+++ Textauszug

Oberbürgermeister Dr. Wingenfeld hatte am Mittwoch beim Empfang schon darauf hingewiesen, dass das wunderschöne Spätsommerwetter dem Einsatz von Dr. Thomas Heiler und seinem Team im Kulturamt zu verdanken sei. Also, lieber St. Petrus-Thomas Heiler, sehr gut gemacht – schöner hätte es ja kaum sein können. Ideales Wetter für alle Exkursionen, egal ob sie in die Rhön, die Fasanerie, Point Alpha oder die LGS führten.

Ein großes Danke vorneweg

Vermutlich machen sich die wenigsten Gedanken darüber, wie anspruchsvoll die Planung und Logistik dieser Woche tatsächlich war. Viele, viele Details mussten geklärt werden, und oft war es eben nicht mit einem einmaligen Telefonat getan. Das ging von Fragen wie ‚Wann öffnen wir das Archiv und wer ist als Ansprechpartner da?‘ über ‚Wo bekommen wir koscheres Essen her?‘ bis zu ‚Wo können die Morgengebete und die Sabbat-Feier stattfinden?‘ oder ‚Wer holt unsere Gäste am frühen Montagmorgen am Flughafen ab?‘ Für alles fanden sich Antworten und Lösungen, auch, weil alle, die mithalfen, so viel Engagement mitbrachten. Gerade das Archiv entwickelte sich zum Hotspot – denn viele wollten nach Vorfahren suchen und Stammbäume ansehen.

Die Fragen stimmten mich auf andererseits aber auch sehr nachdenklich, denn sie machen auf organisatorischer Ebene klar, was für ein Riesenverlust die Zerstörung der hiesigen jüdischen Gemeinde in der Zeit des Nationalsozialismus war, deren Nachwirkungen bis heute zu spüren sind. Menschen wurden deportiert und getötet, Synagogen zerstört, und natürlich auch die gesamte Infrastruktur der jüdischen Gemeinde. Lebt man heute in einer Großstadt, findet man als jüdischer Mensch in der Regel, was man braucht – aber hier?

Ernstes und Heiteres

Wenn ich die Woche vor meinem inneren Auge Revue passieren lasse, dann tauchen Gesprächsfetzen, Bilder, Menschen auf – ernste und heitere Themen vermischen sich. Sitzt man in einer Runde mit jüdischen Menschen, wird die Causa Aiwanger anders bewertet, ernster, und mit mehr Angst, was sie womöglich auslösen könnte. Sind wir an einem Punkt, an dem die Relativierung der Verbrechen des Nationalsozialismus wieder salonfähig wird, auch jenseits rechter Kreise? Wird Ausgrenzung wieder zu einem politischen Mittel? Wieso nimmt die Politik erneut Zuflucht zu "wir hier" und "die da"? Wieso reißt sie neue, alte Gräben auf?

++++++
+++ Angezeigte Daten

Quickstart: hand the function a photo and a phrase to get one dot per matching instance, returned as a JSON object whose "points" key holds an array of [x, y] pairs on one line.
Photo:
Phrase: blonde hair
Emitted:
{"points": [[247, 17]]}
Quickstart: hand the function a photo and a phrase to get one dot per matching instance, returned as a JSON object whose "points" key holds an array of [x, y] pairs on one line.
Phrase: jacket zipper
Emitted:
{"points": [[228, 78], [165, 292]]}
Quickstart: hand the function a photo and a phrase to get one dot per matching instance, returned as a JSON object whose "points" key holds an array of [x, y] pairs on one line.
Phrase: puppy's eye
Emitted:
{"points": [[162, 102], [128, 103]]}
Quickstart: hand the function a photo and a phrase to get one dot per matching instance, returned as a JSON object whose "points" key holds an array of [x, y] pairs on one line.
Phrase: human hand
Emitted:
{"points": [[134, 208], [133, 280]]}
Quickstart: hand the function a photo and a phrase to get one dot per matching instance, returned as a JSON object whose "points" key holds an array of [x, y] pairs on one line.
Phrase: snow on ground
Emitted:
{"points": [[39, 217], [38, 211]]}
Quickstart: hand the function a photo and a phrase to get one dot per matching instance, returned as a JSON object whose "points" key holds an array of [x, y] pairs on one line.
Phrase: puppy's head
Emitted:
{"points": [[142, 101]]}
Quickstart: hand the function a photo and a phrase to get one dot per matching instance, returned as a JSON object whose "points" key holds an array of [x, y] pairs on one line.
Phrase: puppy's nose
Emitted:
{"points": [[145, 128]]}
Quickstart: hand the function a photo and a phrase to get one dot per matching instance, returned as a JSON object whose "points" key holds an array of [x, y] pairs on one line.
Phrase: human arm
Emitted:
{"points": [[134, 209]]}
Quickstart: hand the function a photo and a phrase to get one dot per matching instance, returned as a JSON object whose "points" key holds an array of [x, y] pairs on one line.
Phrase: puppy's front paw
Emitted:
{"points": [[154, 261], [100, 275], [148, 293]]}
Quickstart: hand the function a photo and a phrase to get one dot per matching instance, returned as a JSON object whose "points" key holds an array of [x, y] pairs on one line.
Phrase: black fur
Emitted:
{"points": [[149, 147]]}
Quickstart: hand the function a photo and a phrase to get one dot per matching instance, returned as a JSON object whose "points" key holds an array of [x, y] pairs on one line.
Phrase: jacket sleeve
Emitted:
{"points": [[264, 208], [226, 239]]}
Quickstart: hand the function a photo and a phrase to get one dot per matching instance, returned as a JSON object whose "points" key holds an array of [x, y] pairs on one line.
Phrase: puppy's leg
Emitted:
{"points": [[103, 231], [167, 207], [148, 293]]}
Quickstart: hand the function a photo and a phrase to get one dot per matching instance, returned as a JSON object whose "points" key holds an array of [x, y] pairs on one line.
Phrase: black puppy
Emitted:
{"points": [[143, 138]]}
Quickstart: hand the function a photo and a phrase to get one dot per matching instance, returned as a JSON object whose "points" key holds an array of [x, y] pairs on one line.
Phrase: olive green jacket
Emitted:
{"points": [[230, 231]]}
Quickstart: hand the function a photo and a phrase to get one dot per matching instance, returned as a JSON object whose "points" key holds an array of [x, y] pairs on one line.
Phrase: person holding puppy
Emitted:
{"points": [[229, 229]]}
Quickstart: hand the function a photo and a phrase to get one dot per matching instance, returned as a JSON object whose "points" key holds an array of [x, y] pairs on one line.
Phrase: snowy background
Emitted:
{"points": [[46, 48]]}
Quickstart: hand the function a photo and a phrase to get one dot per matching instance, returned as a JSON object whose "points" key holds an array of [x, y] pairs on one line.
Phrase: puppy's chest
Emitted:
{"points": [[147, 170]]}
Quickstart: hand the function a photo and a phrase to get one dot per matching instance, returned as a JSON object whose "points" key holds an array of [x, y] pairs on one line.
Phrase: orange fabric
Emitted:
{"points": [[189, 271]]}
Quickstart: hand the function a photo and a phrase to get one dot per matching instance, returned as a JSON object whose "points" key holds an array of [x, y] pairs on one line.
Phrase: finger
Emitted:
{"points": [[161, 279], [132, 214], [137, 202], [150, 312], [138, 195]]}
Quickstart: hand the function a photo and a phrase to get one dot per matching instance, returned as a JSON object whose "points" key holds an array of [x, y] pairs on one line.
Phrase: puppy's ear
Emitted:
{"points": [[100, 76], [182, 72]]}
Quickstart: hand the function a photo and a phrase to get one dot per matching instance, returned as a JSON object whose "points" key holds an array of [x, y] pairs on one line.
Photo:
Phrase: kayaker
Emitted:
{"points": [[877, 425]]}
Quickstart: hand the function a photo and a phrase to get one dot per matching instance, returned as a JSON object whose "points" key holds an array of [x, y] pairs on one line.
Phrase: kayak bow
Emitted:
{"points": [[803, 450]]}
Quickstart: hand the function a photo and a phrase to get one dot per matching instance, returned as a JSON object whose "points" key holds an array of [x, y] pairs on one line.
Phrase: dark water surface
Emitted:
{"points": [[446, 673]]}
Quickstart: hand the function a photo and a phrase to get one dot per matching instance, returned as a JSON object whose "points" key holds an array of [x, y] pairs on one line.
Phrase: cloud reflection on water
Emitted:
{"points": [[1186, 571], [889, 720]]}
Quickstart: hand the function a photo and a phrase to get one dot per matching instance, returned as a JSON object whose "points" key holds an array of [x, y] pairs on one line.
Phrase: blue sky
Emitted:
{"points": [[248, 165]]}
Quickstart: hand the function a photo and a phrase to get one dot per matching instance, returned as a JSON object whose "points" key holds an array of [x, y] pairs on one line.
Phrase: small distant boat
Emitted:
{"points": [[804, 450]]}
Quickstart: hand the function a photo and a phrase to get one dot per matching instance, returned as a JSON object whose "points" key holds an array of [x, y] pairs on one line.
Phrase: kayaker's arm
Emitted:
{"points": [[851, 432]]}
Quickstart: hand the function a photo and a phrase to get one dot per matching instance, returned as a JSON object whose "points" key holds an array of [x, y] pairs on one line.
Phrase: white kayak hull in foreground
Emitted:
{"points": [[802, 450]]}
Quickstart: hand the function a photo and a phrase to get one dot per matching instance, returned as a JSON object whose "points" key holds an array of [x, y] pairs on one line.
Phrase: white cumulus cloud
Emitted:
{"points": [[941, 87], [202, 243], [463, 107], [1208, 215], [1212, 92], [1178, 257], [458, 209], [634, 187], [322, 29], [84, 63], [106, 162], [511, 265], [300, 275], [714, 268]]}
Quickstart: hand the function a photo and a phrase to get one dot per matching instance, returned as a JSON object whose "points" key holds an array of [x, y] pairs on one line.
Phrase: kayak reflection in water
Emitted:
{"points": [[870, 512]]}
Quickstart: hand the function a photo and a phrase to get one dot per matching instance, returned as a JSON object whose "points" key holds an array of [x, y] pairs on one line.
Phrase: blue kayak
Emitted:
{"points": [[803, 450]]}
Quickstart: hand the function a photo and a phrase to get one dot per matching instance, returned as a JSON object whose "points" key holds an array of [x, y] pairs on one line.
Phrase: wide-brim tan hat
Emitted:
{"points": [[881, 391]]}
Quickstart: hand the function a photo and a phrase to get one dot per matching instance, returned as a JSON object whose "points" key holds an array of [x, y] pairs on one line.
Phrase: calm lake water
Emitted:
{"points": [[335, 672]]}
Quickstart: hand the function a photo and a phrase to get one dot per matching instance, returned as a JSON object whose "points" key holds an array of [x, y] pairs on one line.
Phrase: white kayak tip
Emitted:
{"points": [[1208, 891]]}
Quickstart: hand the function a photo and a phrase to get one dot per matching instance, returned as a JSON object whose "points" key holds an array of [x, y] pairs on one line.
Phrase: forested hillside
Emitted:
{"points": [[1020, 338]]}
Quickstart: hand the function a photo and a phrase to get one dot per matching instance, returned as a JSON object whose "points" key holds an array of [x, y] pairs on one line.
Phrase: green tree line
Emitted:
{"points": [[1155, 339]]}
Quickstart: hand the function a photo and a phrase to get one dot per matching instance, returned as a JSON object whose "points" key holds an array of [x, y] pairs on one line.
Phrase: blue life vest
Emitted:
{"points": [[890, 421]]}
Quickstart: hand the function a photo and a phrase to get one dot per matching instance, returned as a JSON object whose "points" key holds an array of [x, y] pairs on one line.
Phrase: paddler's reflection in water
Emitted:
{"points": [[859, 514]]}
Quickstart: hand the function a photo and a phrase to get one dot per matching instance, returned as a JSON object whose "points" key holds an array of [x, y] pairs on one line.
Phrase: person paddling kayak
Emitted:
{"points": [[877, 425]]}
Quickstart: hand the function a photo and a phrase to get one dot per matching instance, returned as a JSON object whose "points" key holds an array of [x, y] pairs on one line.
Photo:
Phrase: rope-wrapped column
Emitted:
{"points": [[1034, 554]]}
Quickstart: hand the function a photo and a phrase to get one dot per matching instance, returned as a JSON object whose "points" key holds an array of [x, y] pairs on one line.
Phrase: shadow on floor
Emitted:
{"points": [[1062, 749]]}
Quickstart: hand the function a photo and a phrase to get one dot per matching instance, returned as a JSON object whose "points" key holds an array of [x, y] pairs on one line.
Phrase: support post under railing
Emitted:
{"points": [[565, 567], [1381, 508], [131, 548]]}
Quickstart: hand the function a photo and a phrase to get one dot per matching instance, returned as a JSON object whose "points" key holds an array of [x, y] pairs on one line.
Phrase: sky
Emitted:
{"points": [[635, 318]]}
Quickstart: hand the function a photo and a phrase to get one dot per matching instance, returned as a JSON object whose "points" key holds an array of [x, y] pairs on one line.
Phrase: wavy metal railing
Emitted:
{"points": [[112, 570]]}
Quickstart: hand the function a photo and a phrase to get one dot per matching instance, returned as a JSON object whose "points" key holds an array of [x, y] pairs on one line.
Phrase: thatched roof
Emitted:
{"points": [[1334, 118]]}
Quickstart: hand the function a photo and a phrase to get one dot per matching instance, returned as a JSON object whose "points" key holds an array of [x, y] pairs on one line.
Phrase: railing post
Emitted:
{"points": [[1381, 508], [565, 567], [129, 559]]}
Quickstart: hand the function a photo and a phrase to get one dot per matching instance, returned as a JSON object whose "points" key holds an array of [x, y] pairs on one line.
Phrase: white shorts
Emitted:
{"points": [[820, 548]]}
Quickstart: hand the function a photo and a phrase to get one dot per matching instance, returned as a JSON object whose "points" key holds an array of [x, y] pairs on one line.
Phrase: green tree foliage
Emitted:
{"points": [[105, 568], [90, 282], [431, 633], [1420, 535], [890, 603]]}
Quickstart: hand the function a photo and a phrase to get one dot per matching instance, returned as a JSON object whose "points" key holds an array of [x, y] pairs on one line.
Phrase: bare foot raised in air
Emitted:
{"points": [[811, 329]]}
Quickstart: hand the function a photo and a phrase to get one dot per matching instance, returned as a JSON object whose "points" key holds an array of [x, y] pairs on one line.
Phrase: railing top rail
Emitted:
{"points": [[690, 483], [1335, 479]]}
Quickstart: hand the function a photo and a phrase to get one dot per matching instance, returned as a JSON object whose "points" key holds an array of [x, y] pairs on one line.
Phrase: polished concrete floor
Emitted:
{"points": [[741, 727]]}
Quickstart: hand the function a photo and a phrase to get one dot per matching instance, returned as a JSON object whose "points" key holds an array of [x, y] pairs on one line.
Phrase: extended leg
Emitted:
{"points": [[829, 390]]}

++++++

◆ **Arbeitsauftrag**
Schreib den Textauszug beginnend mit „Wenn ich die“ und weiter bis „alte Gräben auf?“ noch einmal ab und benenne dabei „Runde“ in „Gesprächsrunde“ um.

◆ **Lösung**
Wenn ich die Woche vor meinem inneren Auge Revue passieren lasse, dann tauchen Gesprächsfetzen, Bilder, Menschen auf – ernste und heitere Themen vermischen sich. Sitzt man in einer Gesprächsrunde mit jüdischen Menschen, wird die Causa Aiwanger anders bewertet, ernster, und mit mehr Angst, was sie womöglich auslösen könnte. Sind wir an einem Punkt, an dem die Relativierung der Verbrechen des Nationalsozialismus wieder salonfähig wird, auch jenseits rechter Kreise? Wird Ausgrenzung wieder zu einem politischen Mittel? Wieso nimmt die Politik erneut Zuflucht zu "wir hier" und "die da"? Wieso reißt sie neue, alte Gräben auf?